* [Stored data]
** START **
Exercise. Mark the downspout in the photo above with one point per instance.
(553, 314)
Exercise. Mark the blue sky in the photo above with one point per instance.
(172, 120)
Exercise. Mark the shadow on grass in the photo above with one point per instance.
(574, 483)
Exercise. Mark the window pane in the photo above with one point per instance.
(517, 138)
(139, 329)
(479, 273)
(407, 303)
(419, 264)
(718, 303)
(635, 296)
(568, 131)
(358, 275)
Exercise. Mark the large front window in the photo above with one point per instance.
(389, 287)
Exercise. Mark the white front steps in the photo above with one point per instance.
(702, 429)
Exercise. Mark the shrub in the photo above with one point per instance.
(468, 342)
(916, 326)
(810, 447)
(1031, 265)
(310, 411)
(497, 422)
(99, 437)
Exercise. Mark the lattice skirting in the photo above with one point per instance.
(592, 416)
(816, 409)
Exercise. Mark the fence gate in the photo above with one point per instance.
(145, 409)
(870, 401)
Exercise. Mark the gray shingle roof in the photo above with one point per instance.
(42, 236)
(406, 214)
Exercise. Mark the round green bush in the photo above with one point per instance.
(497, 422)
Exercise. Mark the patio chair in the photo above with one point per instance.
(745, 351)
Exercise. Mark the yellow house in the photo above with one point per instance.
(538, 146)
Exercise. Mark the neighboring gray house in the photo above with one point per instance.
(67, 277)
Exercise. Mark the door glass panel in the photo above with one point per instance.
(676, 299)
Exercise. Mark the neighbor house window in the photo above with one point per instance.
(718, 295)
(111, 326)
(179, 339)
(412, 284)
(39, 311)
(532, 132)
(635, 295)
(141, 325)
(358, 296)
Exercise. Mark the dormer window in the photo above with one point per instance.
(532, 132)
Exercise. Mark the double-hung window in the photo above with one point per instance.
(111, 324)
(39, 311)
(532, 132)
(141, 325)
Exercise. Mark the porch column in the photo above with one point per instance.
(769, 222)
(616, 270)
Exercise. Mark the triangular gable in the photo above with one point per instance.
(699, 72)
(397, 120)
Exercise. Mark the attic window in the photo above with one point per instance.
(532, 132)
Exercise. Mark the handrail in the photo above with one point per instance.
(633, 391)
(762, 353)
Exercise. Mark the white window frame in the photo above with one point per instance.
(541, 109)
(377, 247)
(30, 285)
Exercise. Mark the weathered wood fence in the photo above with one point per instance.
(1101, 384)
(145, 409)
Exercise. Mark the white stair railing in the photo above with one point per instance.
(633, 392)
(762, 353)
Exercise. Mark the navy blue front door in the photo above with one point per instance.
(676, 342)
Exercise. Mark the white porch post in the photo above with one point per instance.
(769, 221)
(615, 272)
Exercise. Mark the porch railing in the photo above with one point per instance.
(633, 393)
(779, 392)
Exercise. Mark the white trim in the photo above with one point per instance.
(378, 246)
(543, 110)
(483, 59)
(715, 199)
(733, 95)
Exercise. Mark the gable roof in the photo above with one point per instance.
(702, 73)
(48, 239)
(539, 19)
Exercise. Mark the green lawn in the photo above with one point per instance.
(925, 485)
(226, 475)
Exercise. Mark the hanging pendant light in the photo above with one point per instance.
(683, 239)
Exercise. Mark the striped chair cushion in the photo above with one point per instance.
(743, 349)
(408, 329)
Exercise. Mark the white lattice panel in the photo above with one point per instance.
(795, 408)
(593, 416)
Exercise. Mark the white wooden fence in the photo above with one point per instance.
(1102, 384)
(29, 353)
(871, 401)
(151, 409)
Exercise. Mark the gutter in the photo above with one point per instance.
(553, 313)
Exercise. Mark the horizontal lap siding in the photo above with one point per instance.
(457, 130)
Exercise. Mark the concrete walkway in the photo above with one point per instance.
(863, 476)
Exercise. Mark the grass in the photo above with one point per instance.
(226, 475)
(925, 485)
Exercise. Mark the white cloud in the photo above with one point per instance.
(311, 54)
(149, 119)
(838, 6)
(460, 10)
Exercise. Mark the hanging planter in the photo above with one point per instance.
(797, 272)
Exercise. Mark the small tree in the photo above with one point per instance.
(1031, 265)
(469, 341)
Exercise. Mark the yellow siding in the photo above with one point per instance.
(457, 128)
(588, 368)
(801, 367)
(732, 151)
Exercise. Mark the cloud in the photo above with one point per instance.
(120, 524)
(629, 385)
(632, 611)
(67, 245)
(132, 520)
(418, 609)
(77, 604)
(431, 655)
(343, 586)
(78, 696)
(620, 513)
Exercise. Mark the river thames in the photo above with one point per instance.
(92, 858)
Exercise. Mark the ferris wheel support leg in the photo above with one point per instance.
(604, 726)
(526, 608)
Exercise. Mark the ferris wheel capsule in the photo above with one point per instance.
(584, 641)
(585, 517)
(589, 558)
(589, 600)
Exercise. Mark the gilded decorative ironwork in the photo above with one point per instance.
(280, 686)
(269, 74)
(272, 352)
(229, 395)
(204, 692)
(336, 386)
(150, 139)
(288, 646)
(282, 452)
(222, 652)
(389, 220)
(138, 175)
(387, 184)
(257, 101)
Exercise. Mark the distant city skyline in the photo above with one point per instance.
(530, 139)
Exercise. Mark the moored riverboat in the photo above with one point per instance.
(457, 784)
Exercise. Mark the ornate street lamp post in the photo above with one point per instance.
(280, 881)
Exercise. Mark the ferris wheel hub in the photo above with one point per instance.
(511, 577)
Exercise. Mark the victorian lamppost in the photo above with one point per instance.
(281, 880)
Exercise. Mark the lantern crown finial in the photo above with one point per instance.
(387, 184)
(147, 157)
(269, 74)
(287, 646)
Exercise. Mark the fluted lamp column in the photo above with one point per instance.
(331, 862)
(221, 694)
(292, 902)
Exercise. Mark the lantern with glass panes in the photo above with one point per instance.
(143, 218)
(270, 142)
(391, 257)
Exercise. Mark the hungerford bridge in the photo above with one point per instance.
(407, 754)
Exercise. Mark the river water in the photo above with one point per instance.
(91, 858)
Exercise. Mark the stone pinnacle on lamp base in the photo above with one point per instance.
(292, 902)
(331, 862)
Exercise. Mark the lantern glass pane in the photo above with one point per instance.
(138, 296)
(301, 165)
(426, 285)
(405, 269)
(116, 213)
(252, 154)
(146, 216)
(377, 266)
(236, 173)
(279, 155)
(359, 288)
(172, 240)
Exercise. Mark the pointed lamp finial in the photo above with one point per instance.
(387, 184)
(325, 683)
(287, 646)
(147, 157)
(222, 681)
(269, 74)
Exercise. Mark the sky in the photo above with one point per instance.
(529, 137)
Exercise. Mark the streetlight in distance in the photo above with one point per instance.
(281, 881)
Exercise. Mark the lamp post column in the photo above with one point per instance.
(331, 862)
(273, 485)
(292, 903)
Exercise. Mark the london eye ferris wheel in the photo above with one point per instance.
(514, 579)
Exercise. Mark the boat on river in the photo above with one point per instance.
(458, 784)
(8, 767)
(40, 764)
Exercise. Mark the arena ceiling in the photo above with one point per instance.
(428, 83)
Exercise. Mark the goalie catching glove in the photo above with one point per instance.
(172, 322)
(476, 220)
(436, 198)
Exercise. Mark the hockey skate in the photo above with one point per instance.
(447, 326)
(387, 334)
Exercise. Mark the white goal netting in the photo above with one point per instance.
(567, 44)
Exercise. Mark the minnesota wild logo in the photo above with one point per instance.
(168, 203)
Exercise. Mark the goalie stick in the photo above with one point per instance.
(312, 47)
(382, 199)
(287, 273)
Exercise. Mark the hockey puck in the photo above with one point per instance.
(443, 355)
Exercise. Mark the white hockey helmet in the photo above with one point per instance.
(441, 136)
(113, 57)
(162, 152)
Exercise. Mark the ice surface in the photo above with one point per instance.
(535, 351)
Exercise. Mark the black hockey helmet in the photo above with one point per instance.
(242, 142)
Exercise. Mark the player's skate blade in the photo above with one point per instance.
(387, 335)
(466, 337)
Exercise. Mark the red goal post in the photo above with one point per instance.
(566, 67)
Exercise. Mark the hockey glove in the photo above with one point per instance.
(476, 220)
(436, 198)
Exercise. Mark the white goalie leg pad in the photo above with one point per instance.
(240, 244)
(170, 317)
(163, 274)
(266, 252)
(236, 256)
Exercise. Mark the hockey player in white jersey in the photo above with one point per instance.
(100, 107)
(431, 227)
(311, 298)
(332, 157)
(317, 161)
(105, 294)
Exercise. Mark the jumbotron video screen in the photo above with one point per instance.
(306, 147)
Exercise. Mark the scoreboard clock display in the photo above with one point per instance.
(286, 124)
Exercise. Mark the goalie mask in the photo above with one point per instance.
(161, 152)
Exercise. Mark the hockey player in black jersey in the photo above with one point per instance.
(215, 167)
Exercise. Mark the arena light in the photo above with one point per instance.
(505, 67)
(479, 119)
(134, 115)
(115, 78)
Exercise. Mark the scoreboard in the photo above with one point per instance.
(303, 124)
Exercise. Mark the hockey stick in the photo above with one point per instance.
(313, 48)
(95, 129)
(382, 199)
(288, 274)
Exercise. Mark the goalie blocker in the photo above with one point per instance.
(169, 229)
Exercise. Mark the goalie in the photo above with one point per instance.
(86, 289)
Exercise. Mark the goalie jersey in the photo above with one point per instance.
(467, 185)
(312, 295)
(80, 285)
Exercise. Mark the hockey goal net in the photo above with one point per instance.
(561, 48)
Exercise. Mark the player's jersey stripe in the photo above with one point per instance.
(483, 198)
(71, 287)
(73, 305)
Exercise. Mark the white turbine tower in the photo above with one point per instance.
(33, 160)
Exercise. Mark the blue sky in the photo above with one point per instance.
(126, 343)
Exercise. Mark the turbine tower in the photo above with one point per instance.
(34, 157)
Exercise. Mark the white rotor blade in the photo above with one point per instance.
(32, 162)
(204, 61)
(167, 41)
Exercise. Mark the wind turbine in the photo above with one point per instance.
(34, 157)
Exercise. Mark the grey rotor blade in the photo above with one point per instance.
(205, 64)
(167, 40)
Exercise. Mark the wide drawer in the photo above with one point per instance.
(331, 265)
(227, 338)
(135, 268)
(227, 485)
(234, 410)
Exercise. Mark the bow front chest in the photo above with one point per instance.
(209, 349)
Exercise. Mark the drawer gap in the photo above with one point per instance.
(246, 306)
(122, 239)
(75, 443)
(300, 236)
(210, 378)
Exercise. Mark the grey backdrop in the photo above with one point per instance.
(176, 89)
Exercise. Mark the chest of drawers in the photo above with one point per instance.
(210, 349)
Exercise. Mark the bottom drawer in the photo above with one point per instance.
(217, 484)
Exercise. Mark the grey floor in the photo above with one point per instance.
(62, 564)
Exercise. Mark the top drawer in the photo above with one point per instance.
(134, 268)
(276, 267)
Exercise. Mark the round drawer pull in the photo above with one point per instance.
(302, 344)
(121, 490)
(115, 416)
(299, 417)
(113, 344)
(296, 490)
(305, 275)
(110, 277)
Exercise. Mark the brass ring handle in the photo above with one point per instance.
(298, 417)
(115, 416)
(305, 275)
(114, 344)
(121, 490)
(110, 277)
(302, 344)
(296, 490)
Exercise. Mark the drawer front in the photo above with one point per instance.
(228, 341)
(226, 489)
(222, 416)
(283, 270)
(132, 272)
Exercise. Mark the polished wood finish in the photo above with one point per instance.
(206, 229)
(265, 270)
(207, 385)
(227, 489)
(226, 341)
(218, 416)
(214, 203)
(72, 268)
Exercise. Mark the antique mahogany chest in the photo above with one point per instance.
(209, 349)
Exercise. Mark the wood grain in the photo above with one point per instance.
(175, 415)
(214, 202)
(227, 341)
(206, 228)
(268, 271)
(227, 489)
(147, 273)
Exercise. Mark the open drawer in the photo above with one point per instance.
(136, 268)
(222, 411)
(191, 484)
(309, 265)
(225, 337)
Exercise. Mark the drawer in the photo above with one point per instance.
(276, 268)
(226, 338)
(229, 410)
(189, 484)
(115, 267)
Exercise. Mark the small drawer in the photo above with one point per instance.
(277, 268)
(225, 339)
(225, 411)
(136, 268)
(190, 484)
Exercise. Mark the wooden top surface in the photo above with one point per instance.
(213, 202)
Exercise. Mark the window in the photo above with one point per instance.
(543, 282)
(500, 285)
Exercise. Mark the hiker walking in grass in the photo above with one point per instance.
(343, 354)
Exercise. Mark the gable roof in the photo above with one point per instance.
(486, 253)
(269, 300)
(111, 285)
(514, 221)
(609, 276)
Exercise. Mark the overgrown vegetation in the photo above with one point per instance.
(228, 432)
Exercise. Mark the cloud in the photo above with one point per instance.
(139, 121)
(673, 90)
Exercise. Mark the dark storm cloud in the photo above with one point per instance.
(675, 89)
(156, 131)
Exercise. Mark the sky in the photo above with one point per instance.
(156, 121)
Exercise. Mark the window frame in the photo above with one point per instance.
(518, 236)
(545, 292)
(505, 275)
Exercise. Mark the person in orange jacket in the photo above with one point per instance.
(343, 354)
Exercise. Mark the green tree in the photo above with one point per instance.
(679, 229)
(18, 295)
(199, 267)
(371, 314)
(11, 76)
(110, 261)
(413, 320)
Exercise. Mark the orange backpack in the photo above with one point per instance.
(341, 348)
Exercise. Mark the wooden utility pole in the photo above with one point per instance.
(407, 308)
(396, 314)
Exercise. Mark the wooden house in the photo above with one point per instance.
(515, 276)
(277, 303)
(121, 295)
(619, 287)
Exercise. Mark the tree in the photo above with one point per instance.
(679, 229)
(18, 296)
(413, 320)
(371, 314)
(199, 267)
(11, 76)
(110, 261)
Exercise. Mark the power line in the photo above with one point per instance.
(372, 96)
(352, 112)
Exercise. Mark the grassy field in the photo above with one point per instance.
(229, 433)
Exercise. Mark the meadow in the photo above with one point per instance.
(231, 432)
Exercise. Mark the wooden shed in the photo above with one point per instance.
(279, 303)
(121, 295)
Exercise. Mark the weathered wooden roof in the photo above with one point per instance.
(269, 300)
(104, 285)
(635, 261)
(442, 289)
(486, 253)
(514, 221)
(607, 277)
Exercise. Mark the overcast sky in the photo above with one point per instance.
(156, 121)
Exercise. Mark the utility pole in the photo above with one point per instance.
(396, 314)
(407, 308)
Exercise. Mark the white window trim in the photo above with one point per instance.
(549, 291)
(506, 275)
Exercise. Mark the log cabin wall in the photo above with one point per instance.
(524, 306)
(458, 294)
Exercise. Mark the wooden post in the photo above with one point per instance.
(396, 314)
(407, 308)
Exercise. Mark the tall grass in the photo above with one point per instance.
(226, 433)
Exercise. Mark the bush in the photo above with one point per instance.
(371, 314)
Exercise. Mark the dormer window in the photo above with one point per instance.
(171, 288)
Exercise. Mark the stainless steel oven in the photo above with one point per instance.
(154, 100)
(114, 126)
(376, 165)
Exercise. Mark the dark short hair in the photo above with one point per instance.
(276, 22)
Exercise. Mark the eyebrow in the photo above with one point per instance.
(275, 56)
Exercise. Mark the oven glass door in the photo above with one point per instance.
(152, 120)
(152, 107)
** END **
* [Goal]
Please lay out the listing as a Markdown table with columns "No." and "Text," numbering each line and skipping blank lines, starting at the line that contains "Exercise. Mark the stainless" and ending at the end of the listing.

* [The reply]
| No. | Text |
|---|---|
| 1 | Exercise. Mark the stainless steel oven in the photo above with one point per instance. |
| 2 | (154, 100) |
| 3 | (114, 126) |
| 4 | (376, 165) |
| 5 | Exercise. Mark the dark short hair in the photo above with one point per instance. |
| 6 | (276, 22) |
| 7 | Exercise. Mark the eyebrow in the photo above with one point per instance. |
| 8 | (275, 56) |
| 9 | Exercise. Mark the oven glass door in the photo above with one point per instance. |
| 10 | (152, 120) |
| 11 | (152, 107) |